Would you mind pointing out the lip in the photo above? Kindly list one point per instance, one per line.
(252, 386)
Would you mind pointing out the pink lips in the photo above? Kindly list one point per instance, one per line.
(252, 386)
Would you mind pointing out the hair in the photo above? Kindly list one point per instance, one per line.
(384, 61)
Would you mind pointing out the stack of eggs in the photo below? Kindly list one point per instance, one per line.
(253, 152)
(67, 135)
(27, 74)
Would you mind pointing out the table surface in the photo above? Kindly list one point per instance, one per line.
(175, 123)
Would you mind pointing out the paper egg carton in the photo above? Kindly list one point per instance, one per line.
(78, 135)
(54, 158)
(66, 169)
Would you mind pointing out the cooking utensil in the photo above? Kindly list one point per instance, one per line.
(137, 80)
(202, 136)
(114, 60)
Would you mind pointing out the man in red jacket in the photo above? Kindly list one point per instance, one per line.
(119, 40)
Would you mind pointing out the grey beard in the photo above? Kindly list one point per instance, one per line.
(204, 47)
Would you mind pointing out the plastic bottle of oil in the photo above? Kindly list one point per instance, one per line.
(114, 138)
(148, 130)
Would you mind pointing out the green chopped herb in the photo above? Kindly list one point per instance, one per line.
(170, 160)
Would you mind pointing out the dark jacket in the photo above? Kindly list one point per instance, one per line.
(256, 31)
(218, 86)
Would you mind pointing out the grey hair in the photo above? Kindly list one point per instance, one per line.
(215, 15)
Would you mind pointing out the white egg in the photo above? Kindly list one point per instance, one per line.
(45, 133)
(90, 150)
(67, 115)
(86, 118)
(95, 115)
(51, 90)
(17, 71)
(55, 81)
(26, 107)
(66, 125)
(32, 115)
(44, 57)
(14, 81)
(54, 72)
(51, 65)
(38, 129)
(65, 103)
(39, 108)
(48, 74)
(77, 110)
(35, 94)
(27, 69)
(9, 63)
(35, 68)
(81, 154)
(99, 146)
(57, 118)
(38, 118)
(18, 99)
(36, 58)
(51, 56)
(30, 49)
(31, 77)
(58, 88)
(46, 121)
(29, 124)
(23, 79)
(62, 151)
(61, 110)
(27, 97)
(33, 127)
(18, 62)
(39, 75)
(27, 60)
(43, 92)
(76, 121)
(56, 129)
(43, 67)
########################################
Given task:
Rewrite all the records above with every "pointing out" replaced by "marking", keeping everything else the same.

Output of the exercise:
Would you mind marking the lip in the photo above? Kindly list one point per instance, one per line.
(252, 386)
Would you mind marking the pink lips in the photo above? Kindly list one point per instance, one per line.
(252, 386)
Would you mind marking the hair in the photo above? Kindly list one point per instance, one per line.
(384, 61)
Would you mind marking the stack of eggs in the photo below? Kindly list one point per instance, one per line.
(253, 152)
(67, 135)
(27, 74)
Would you mind marking the table surface in the photo above? Kindly list one point per instance, one per line.
(175, 123)
Would you mind marking the paper egg carton in the photo above? Kindly list one point per instance, one per line.
(78, 135)
(54, 158)
(66, 169)
Would you mind marking the cooking utensil in the photo above? Kindly list one point per instance, one per line.
(137, 80)
(202, 136)
(114, 60)
Would you mind marking the man in red jacket in the photo above? Kindly list one point per instance, one per line.
(119, 40)
Would you mind marking the grey beard in the photo above? Kindly list one point per instance, one per line.
(204, 47)
Would you mind marking the plastic bottle of oil in the photo above? Kindly list one point per instance, one per line.
(114, 138)
(148, 130)
Would you mind marking the green chopped herb in the photo above? Kindly list one point per instance, one per line.
(170, 160)
Would you mind marking the dark jacket in the photo above? Kindly list one point per instance, one per line.
(256, 31)
(218, 86)
Would you mind marking the grey hair in the photo above? Kindly list one point per instance, one per line.
(215, 15)
Would you mind marking the white egg in the photo above? Kindly list one point per instance, one per line.
(45, 133)
(90, 150)
(67, 115)
(86, 118)
(95, 115)
(51, 90)
(17, 71)
(55, 81)
(26, 107)
(66, 125)
(32, 115)
(44, 57)
(14, 81)
(54, 72)
(51, 65)
(38, 129)
(65, 103)
(39, 108)
(48, 74)
(77, 110)
(35, 94)
(27, 69)
(9, 63)
(35, 68)
(81, 154)
(99, 146)
(57, 118)
(38, 118)
(18, 99)
(36, 58)
(51, 56)
(30, 49)
(31, 77)
(58, 88)
(46, 121)
(29, 124)
(23, 79)
(62, 151)
(61, 110)
(27, 97)
(33, 127)
(18, 62)
(39, 75)
(27, 60)
(43, 92)
(76, 121)
(56, 129)
(43, 67)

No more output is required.